(WHAT IS BEING ASKED) Can you set down the items word for word, from their start through the line holding "(1162, 518)" inclusive, with the pictures left out?

(MATERIAL PROVIDED)
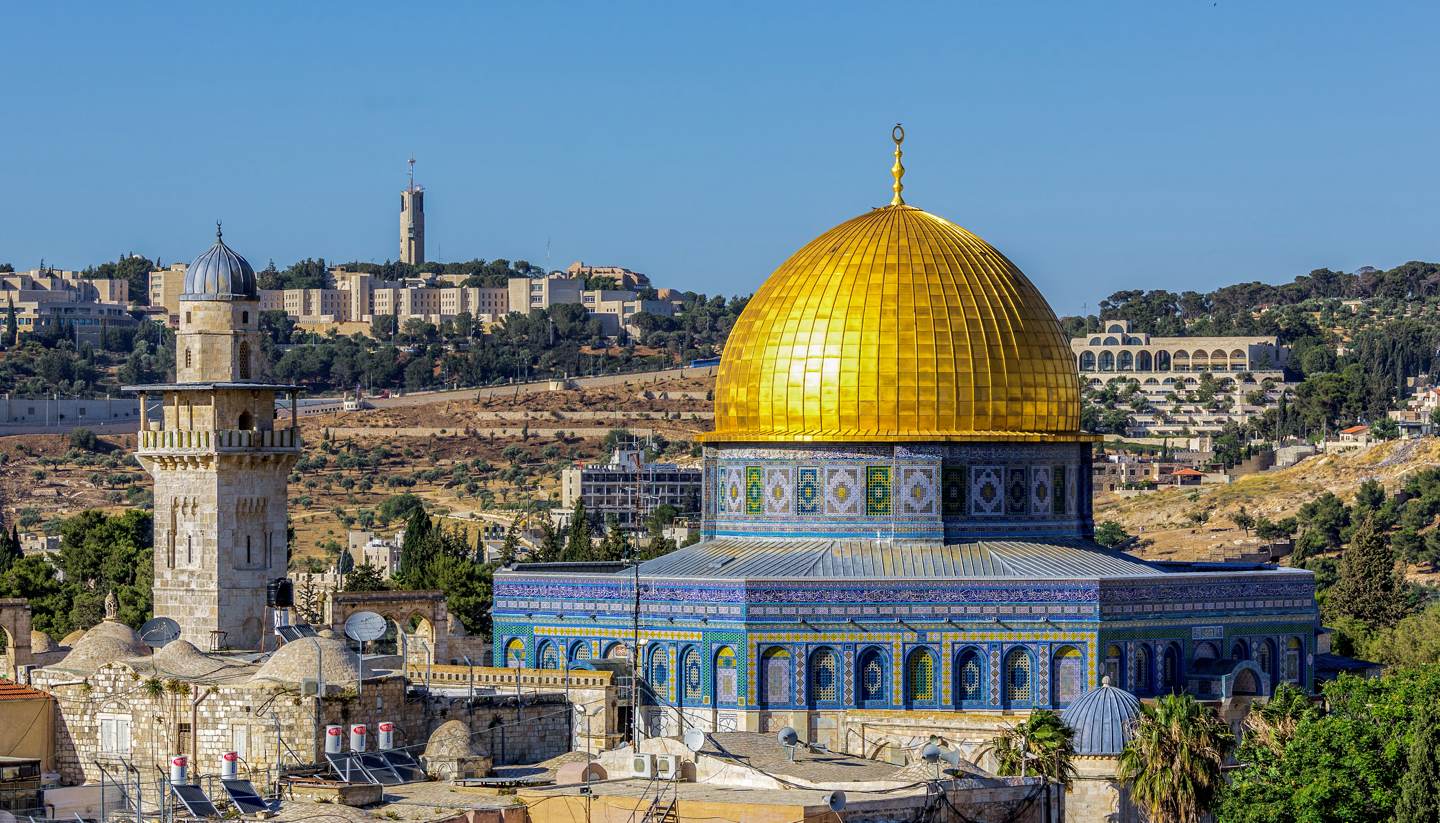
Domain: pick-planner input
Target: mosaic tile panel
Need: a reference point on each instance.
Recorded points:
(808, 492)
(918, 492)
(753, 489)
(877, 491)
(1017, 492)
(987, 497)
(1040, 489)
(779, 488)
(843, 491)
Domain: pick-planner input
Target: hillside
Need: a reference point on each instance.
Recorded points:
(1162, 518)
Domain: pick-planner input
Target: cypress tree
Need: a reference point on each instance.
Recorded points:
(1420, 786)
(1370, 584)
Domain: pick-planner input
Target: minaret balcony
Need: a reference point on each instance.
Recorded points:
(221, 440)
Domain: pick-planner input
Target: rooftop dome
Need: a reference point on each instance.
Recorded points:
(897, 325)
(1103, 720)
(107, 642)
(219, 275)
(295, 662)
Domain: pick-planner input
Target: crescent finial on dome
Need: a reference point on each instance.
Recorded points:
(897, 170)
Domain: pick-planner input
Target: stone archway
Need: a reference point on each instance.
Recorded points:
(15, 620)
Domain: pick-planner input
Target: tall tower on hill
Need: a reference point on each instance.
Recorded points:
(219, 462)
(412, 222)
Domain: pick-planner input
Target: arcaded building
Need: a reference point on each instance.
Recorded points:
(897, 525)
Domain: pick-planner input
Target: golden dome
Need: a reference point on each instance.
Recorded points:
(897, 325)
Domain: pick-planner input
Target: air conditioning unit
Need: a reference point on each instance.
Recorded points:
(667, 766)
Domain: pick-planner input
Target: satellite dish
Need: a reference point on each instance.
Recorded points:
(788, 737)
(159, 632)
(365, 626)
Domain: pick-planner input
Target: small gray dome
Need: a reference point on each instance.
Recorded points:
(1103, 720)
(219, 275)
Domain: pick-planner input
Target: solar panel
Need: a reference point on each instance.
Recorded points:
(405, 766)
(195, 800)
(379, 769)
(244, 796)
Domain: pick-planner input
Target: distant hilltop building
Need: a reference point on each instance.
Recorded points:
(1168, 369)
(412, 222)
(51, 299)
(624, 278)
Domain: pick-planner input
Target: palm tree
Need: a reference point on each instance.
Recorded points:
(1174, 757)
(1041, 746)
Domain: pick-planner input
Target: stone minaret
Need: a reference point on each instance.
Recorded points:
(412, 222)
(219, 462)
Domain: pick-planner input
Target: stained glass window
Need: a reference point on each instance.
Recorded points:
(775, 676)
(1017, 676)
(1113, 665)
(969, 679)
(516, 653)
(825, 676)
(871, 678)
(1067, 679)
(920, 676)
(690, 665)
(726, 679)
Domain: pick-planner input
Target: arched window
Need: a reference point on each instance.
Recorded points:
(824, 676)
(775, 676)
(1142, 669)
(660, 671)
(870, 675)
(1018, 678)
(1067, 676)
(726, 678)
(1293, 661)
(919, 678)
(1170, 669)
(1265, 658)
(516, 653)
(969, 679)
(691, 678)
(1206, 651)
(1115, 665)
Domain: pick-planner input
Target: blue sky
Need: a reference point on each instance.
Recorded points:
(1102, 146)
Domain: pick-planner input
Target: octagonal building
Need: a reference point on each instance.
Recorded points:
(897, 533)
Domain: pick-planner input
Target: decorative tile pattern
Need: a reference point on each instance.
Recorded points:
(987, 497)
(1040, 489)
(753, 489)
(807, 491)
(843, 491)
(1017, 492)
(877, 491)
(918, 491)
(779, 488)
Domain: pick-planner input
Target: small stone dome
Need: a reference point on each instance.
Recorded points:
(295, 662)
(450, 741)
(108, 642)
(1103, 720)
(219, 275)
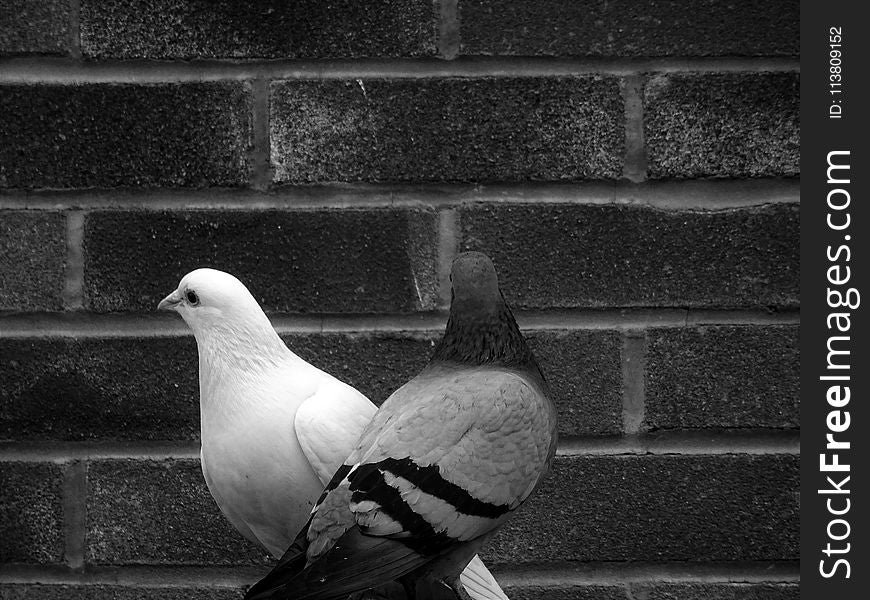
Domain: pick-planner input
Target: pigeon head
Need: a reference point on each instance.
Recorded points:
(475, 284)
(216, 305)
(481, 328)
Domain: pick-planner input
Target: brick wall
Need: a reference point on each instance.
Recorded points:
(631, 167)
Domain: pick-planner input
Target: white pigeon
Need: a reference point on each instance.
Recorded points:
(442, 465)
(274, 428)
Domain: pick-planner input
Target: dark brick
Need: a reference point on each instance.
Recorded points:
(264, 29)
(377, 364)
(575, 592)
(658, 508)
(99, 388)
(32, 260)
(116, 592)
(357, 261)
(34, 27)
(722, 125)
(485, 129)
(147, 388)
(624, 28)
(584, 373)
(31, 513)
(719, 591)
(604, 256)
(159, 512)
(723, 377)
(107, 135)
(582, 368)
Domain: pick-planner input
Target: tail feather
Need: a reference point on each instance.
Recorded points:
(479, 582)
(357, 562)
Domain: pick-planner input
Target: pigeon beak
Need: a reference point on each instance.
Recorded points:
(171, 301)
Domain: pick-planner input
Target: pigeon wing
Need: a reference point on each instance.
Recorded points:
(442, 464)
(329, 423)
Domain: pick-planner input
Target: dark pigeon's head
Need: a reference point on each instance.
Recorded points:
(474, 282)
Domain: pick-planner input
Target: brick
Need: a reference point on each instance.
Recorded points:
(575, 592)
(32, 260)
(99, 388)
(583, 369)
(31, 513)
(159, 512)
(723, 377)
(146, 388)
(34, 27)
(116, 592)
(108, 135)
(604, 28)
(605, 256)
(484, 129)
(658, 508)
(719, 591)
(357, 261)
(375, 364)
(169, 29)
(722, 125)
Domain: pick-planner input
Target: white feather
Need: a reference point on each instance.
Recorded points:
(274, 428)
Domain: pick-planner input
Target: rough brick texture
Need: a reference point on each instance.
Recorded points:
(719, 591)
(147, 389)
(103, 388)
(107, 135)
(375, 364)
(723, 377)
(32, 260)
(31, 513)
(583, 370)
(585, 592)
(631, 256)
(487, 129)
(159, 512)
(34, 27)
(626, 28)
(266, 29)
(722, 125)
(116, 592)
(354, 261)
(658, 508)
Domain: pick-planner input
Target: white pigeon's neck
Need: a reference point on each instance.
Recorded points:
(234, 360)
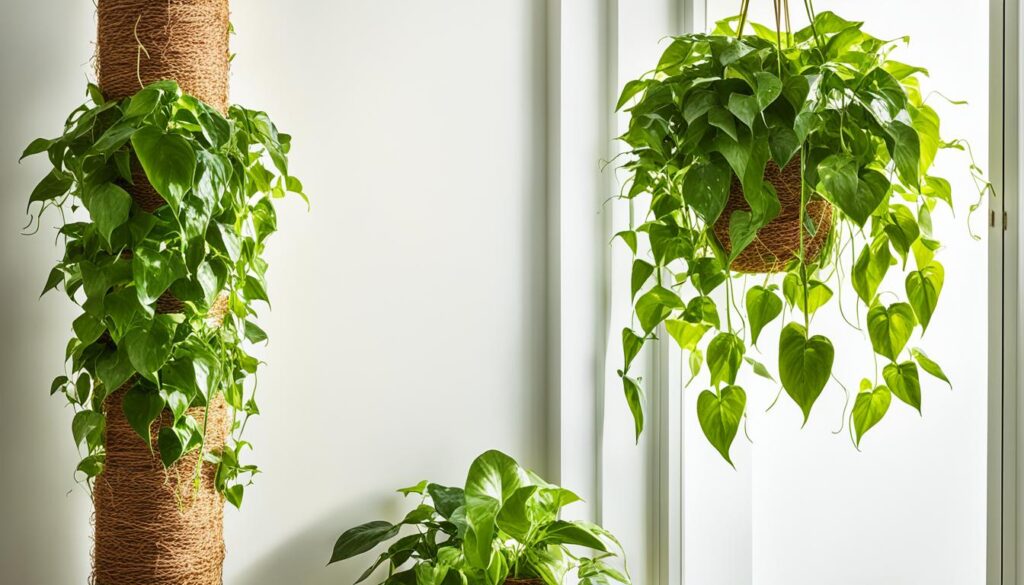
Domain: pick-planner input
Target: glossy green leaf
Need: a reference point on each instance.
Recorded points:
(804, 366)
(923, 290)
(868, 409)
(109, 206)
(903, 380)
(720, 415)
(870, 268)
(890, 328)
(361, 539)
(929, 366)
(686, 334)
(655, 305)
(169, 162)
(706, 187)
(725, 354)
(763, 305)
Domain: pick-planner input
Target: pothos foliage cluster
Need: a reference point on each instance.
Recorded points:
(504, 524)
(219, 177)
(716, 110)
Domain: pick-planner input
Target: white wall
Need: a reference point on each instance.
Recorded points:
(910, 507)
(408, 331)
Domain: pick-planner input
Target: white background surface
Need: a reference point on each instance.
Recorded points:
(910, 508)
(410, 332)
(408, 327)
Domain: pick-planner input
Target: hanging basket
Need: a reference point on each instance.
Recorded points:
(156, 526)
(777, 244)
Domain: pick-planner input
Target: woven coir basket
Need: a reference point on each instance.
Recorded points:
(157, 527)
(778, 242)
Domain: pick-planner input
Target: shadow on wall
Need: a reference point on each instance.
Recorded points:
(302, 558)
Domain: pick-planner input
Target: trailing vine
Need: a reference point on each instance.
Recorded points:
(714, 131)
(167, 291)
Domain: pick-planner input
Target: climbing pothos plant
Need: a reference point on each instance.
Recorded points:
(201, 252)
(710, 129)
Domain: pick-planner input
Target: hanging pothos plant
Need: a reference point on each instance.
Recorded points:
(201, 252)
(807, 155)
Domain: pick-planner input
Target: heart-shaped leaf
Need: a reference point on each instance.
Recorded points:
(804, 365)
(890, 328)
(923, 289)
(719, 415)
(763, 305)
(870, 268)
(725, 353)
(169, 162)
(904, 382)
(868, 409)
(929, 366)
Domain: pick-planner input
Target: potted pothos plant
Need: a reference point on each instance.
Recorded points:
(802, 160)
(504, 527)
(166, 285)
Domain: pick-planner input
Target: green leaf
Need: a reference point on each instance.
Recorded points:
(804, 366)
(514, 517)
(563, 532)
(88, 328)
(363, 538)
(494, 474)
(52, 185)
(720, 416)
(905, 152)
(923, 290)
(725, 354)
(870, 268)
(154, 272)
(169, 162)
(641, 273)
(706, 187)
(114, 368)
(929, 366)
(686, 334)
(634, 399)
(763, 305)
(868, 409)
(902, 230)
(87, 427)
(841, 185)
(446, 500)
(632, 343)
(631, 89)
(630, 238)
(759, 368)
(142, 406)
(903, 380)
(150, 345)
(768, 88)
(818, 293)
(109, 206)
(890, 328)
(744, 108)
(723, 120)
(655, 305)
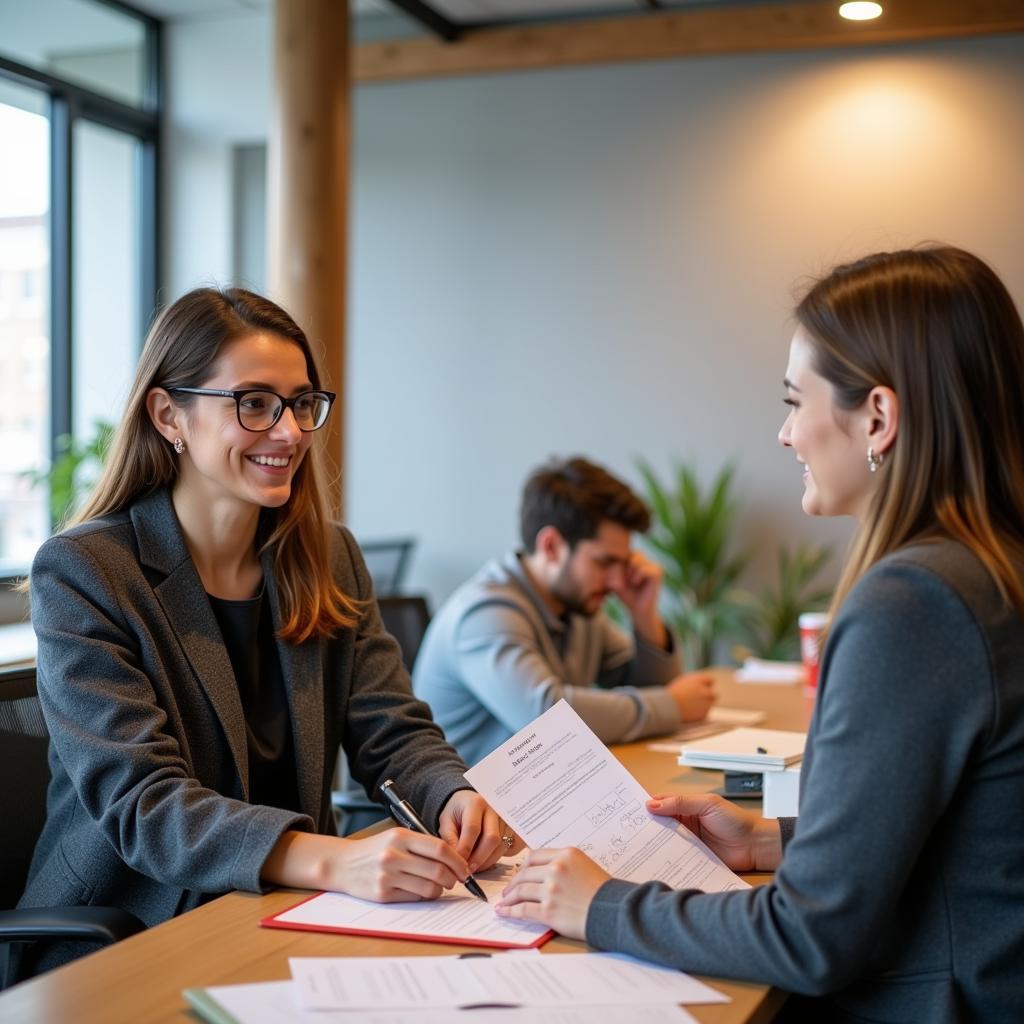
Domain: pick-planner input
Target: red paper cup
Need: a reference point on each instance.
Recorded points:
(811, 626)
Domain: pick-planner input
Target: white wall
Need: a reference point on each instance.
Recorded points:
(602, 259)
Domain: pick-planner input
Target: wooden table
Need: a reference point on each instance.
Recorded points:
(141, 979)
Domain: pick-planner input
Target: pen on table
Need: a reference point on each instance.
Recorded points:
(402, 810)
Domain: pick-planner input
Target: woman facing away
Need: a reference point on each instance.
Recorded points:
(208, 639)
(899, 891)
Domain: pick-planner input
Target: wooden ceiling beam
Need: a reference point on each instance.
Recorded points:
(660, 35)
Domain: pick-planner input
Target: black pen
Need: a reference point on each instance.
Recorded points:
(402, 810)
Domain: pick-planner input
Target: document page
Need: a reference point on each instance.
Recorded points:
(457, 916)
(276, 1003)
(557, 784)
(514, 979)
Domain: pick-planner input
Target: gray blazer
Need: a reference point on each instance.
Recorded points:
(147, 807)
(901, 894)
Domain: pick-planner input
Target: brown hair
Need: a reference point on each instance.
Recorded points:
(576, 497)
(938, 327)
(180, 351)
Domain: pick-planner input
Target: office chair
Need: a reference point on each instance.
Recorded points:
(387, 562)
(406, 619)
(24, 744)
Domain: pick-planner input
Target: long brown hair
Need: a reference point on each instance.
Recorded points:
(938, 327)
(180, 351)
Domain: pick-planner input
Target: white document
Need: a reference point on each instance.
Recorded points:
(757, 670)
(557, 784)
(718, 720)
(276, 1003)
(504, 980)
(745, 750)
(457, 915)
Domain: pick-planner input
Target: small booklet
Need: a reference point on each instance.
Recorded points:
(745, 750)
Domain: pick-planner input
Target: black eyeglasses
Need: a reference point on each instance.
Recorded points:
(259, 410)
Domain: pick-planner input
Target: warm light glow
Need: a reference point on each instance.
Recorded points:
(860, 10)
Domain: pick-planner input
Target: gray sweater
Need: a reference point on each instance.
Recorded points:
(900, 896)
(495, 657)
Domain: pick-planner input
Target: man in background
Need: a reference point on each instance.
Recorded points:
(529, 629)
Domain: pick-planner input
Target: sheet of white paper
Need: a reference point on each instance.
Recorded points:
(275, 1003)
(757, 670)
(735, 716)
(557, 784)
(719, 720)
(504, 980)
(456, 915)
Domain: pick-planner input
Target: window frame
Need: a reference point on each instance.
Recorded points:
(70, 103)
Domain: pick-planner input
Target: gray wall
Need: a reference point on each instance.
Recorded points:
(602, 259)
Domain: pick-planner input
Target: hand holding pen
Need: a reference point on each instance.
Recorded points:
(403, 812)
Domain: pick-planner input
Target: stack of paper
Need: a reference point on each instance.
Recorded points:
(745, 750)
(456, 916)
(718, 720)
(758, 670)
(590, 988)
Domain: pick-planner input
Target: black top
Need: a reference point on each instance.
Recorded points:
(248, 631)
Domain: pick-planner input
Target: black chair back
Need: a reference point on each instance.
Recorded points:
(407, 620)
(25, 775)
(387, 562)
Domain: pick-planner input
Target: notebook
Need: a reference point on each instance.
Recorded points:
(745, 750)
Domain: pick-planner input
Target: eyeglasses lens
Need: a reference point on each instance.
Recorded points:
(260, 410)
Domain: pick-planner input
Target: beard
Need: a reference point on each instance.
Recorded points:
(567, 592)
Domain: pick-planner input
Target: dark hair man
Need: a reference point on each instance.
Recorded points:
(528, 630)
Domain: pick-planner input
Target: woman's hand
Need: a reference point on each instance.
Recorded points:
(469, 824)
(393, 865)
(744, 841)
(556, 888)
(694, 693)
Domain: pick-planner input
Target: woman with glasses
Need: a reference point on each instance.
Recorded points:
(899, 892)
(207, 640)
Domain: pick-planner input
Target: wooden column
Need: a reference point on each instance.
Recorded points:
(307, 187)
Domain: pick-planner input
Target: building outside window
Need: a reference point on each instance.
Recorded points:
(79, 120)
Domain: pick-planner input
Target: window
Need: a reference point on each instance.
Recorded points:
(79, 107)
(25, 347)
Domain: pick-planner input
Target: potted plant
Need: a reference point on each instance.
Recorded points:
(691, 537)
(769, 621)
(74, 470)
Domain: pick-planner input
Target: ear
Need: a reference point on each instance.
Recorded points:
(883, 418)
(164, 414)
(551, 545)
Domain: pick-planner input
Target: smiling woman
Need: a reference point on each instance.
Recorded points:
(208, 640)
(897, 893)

(COMPLETED EXERCISE)
Domain: pick-planner input
Target: mosaic tile panel
Need: a reference point on each instance.
Recorded points:
(808, 492)
(918, 492)
(753, 489)
(877, 491)
(1017, 492)
(987, 497)
(1040, 489)
(779, 488)
(843, 491)
Domain: pick-planner input
Target: hillside
Need: a reference point on each instance.
Recorded points:
(1162, 518)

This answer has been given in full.